» Приведённый отрывок
###

Е. Н. Мысловский: Религиозно-светские начала уголовно-правовых норм

В отличие от Ветхого Завета, Новый Завет, или Евангелие, проповедуя учение Христа, носит более гуманистичный характер, что, видимо, и определило на многие века как распространение христианства, так и развитие правовых концепций постхристианских цивилизаций.

Новозаветные влияния на правовую основу многих европейских государств особенно хорошо можно проследить по таким древнейшим памятникам права, как армянский Судебник Мхитара Гоша (примерно 1185 г.) и Судебник Смбата Спарапета (1265 г.), являвшиеся основой правопорядка в Киликийской Армении, независимом государстве, существовавшем в III-IV вв., а затем неоднократно подвергавшемся нашествиям арабов, византийцев, сельджуков. В 1080 году государство вновь стало независимым и просуществовало почти три столетия. Внедрение правовых воззрений христианства началось в Армении в IV-V вв., когда с греческого и сирийского языков были переведены на армянский язык Ветхий и Новый Заветы.

Армянские владыки, заимствуя иноплеменное законодательство, отвергли развитую систему «языческого» римского права и обратили внимание на Моисеевы законы, считая их божественными, потому что они возникли на родине легендарного Основателя христианства и считались самыми авторитетными среди норм права. Наряду с евангелистическими нормами в Армении пытались силой насадить и другие правовые системы, например, нормы шариата или римского права, но прижились только христианские и греко-византийские нормы как соответствующие религиозному духу народа и общественно-политической организации общества.

###

» Исходные данные
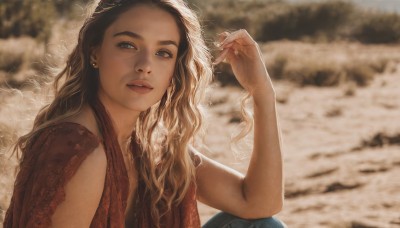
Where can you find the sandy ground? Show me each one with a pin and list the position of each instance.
(335, 174)
(341, 151)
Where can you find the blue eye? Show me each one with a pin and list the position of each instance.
(165, 54)
(126, 45)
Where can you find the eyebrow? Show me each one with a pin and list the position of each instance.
(137, 36)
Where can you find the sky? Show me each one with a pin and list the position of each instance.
(386, 5)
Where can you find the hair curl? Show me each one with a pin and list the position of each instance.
(165, 130)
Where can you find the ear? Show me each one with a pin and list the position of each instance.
(93, 55)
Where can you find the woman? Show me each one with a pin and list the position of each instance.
(112, 148)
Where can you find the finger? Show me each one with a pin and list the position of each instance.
(221, 37)
(221, 57)
(241, 36)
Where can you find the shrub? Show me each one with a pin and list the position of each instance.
(379, 28)
(305, 20)
(359, 73)
(26, 18)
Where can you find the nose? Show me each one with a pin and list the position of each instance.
(143, 63)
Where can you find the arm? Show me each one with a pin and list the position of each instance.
(260, 192)
(82, 192)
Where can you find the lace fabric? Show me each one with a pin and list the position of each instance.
(53, 159)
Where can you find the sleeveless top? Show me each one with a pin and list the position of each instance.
(53, 159)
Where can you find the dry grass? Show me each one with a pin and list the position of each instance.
(330, 64)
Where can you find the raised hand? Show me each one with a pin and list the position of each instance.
(243, 54)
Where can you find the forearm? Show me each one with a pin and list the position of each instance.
(263, 183)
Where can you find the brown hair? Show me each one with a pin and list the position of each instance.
(165, 130)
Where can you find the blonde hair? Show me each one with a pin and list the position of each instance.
(165, 130)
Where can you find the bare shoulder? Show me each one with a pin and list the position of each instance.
(83, 192)
(86, 118)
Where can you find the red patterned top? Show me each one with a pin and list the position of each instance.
(53, 159)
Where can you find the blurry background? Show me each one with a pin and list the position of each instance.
(336, 71)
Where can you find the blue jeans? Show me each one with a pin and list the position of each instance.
(225, 220)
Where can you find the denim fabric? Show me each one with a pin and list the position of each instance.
(225, 220)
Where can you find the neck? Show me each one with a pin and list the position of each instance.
(124, 121)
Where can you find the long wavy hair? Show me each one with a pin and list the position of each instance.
(164, 131)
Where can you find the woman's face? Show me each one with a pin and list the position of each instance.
(137, 58)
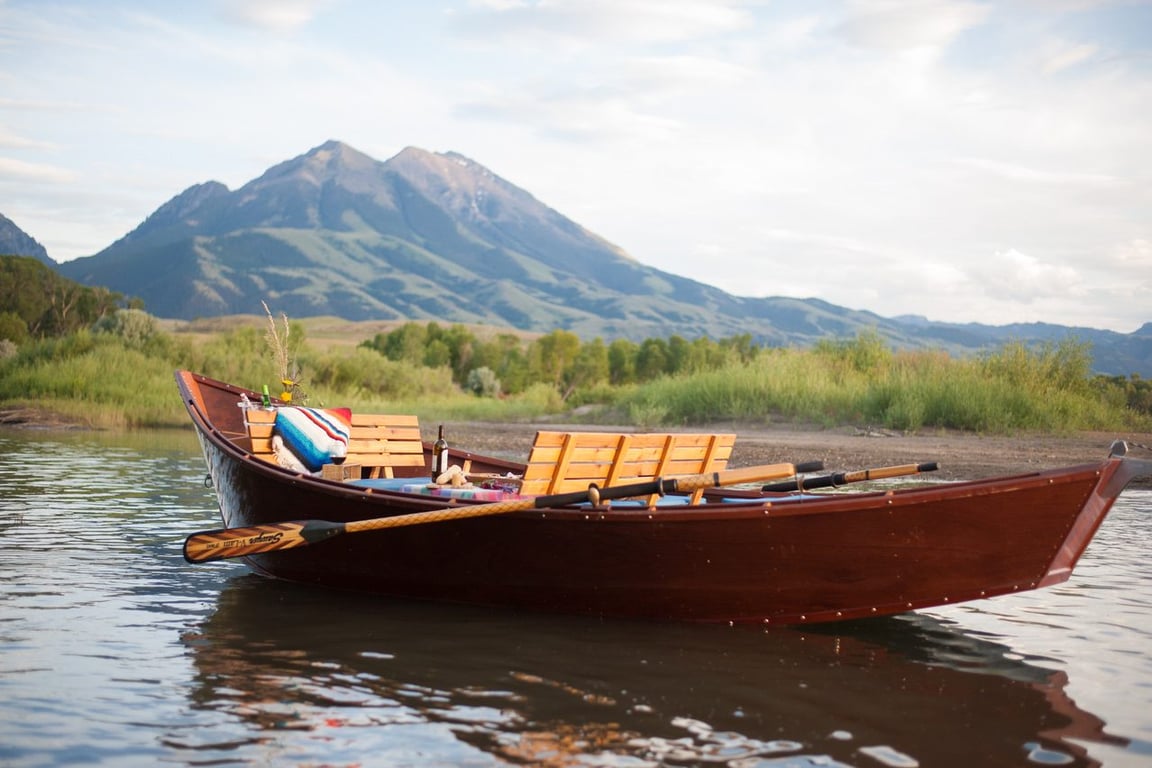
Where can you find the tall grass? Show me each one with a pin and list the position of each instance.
(1008, 390)
(119, 379)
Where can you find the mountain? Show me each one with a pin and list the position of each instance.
(437, 236)
(15, 241)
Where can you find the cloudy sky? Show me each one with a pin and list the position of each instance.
(963, 160)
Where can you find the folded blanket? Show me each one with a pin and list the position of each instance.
(315, 435)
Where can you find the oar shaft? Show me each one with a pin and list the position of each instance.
(843, 478)
(256, 539)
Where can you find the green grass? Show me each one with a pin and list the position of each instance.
(126, 381)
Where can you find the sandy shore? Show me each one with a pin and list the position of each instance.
(962, 456)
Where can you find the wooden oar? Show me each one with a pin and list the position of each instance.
(841, 478)
(240, 542)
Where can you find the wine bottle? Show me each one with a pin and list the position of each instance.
(439, 455)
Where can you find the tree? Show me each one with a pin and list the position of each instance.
(622, 362)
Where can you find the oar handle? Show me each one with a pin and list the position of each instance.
(252, 540)
(843, 478)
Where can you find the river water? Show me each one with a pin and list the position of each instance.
(113, 651)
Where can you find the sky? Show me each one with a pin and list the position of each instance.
(968, 161)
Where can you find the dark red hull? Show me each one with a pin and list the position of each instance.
(840, 556)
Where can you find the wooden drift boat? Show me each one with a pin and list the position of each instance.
(765, 559)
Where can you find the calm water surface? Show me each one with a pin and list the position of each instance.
(113, 651)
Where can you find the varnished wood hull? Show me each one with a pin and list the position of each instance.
(766, 562)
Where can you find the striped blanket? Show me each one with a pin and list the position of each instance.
(315, 435)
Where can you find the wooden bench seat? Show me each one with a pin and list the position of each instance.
(562, 462)
(384, 445)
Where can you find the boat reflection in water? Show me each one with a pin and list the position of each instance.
(307, 674)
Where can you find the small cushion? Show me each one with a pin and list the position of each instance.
(315, 435)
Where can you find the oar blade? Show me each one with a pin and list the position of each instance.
(224, 544)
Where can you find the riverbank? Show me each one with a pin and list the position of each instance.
(961, 455)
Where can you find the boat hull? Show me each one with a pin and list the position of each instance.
(765, 562)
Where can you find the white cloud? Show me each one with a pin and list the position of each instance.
(1017, 278)
(909, 24)
(595, 22)
(858, 152)
(277, 15)
(1062, 55)
(32, 172)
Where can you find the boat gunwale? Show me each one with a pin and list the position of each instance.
(387, 500)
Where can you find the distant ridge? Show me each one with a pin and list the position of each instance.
(438, 236)
(15, 241)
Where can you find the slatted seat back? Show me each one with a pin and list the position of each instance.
(385, 443)
(381, 443)
(562, 462)
(259, 424)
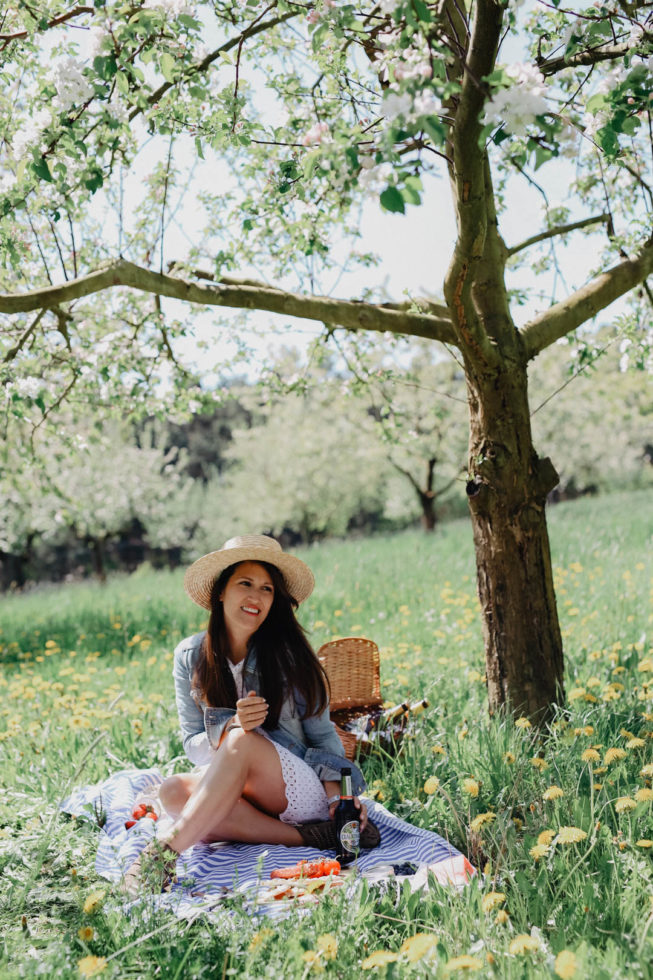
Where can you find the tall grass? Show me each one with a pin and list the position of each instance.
(87, 690)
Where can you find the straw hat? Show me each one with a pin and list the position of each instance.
(199, 579)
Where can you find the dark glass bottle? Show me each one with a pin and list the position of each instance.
(347, 822)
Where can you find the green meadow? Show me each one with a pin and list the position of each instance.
(560, 823)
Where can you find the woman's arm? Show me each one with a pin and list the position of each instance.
(191, 717)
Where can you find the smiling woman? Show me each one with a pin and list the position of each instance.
(254, 714)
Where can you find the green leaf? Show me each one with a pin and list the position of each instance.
(392, 200)
(167, 65)
(41, 169)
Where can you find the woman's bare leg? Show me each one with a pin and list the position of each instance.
(246, 765)
(244, 824)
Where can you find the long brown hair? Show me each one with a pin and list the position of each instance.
(285, 661)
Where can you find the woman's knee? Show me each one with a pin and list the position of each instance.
(173, 793)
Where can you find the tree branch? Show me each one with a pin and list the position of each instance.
(351, 314)
(586, 302)
(558, 230)
(550, 66)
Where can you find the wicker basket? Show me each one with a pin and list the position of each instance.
(352, 666)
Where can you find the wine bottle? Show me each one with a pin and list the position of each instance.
(347, 823)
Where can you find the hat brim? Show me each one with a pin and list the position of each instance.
(199, 578)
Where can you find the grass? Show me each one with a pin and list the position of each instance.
(86, 679)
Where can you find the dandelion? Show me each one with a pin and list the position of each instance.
(524, 944)
(482, 819)
(553, 793)
(312, 958)
(565, 964)
(624, 804)
(417, 946)
(90, 966)
(465, 962)
(471, 787)
(493, 899)
(570, 835)
(93, 901)
(379, 958)
(613, 755)
(328, 946)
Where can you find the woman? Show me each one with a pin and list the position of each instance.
(253, 708)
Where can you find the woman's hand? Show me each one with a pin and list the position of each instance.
(251, 711)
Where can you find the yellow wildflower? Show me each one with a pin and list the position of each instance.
(259, 938)
(379, 958)
(570, 835)
(418, 946)
(94, 901)
(327, 945)
(482, 819)
(90, 966)
(471, 787)
(644, 794)
(524, 944)
(565, 964)
(492, 900)
(465, 962)
(313, 959)
(613, 755)
(553, 793)
(624, 804)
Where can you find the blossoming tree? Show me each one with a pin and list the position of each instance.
(311, 104)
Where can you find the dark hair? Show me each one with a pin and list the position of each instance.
(285, 660)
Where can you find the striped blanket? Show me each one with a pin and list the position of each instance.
(216, 870)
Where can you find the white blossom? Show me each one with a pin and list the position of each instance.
(518, 105)
(319, 133)
(28, 387)
(71, 85)
(396, 104)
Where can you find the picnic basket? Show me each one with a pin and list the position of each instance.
(353, 668)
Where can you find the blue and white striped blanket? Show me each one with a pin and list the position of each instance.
(214, 870)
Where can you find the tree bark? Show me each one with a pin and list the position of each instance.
(507, 494)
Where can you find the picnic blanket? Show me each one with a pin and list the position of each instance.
(209, 872)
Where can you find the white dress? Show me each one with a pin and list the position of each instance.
(305, 793)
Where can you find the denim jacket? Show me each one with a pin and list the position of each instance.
(313, 739)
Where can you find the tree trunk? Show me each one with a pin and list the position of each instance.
(507, 495)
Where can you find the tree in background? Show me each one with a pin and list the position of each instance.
(367, 98)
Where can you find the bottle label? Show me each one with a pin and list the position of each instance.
(350, 836)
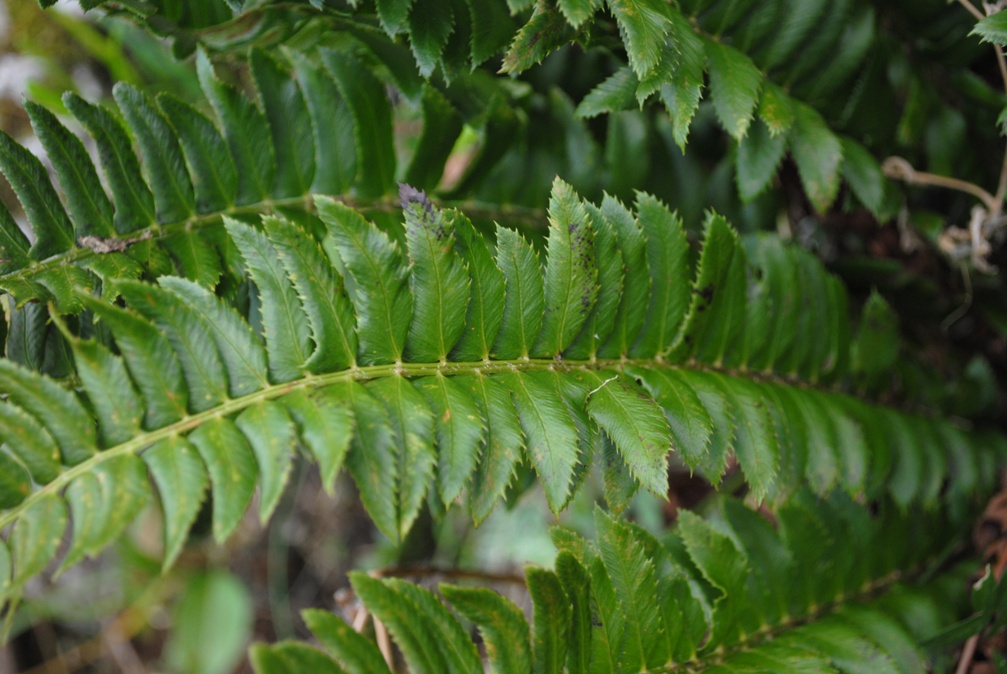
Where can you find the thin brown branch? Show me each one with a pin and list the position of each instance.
(450, 573)
(900, 169)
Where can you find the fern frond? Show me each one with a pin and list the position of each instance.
(164, 211)
(345, 365)
(731, 593)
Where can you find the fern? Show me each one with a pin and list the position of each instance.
(728, 593)
(357, 369)
(240, 290)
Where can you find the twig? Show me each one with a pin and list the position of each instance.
(900, 169)
(428, 571)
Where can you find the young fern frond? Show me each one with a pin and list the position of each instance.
(352, 361)
(729, 593)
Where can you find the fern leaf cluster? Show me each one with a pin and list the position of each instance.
(163, 213)
(431, 365)
(729, 593)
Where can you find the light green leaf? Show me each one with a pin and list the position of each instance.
(324, 423)
(320, 290)
(413, 434)
(393, 14)
(818, 153)
(103, 503)
(5, 570)
(689, 422)
(667, 256)
(571, 274)
(214, 178)
(15, 483)
(354, 652)
(755, 443)
(289, 122)
(501, 446)
(551, 437)
(723, 565)
(332, 124)
(211, 625)
(544, 32)
(151, 361)
(36, 537)
(441, 126)
(242, 353)
(993, 28)
(759, 154)
(290, 658)
(734, 87)
(482, 320)
(438, 279)
(90, 208)
(459, 428)
(30, 442)
(376, 277)
(181, 482)
(601, 319)
(49, 223)
(501, 626)
(162, 154)
(578, 11)
(247, 132)
(271, 434)
(373, 459)
(632, 307)
(284, 322)
(372, 116)
(110, 389)
(712, 330)
(188, 337)
(681, 96)
(132, 197)
(643, 25)
(635, 424)
(634, 580)
(776, 109)
(550, 620)
(233, 472)
(56, 408)
(616, 93)
(524, 301)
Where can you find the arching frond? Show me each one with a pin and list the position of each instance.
(353, 361)
(818, 592)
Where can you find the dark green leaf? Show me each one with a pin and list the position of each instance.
(181, 482)
(162, 154)
(132, 197)
(233, 472)
(376, 277)
(90, 209)
(290, 124)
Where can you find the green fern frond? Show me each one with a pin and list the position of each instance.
(730, 593)
(165, 206)
(352, 361)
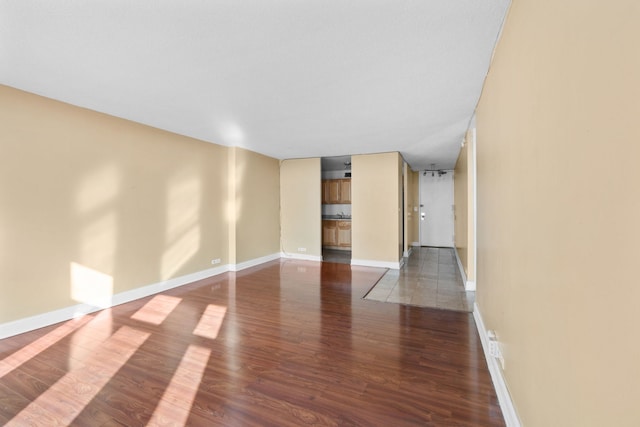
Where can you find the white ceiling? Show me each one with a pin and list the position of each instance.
(286, 78)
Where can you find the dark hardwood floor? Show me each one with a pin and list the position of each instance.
(287, 343)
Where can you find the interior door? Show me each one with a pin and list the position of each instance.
(436, 209)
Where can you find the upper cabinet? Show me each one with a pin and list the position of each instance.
(336, 191)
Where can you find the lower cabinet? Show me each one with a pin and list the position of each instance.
(329, 233)
(336, 233)
(344, 234)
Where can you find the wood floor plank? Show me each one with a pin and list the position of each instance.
(285, 343)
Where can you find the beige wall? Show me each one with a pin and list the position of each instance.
(256, 205)
(558, 209)
(464, 176)
(376, 205)
(92, 205)
(461, 205)
(300, 207)
(413, 207)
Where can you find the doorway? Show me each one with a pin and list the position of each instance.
(436, 209)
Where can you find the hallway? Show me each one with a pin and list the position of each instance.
(429, 278)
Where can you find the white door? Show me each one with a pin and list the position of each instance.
(436, 209)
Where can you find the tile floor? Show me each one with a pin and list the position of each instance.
(429, 278)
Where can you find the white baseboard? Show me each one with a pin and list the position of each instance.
(254, 262)
(301, 256)
(499, 383)
(372, 263)
(31, 323)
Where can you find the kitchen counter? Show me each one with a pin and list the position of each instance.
(337, 217)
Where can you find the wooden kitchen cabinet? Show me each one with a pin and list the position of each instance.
(336, 233)
(336, 191)
(344, 234)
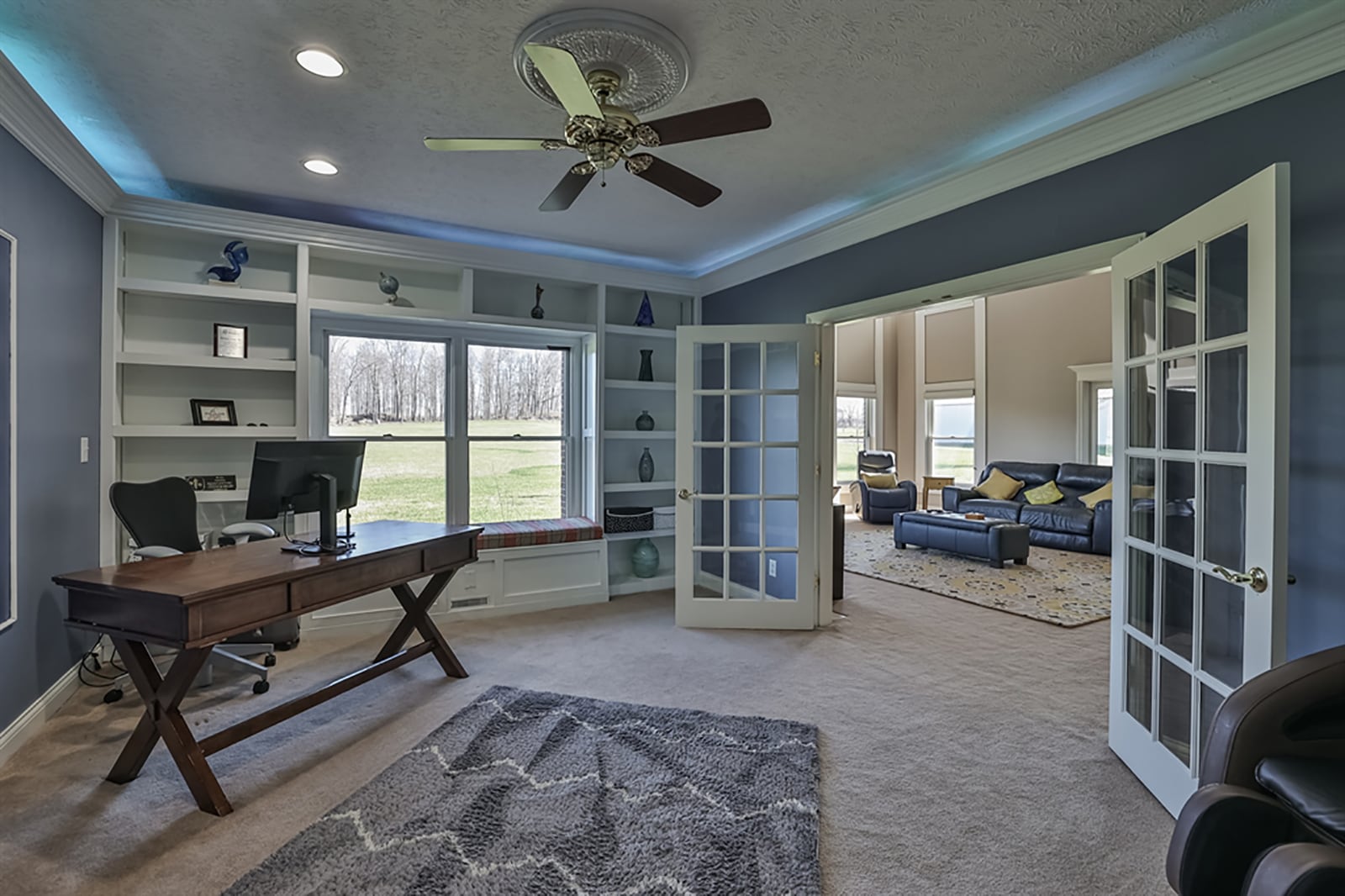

###

» Рабочие задания
1) Перепечатайте из отрывка о религиозно-светских началах уголовно-правовых норм часть, которая открывается словами, содержащими «Е. Н. Мысловский: Религиозно-светские», и заканчивается словами «концепций постхристианских цивилизаций.».
2) Назовите, сколько строк листинга содержат слово «leaf», учитывая регистр букв. В ответе укажите только число.
Отрывок и листинг никак не связаны между собой.

» Результаты выполнения
1)
Е. Н. Мысловский: Религиозно-светские начала уголовно-правовых норм

В отличие от Ветхого Завета, Новый Завет, или Евангелие, проповедуя учение Христа, носит более гуманистичный характер, что, видимо, и определило на многие века как распространение христианства, так и развитие правовых концепций постхристианских цивилизаций.

2) 4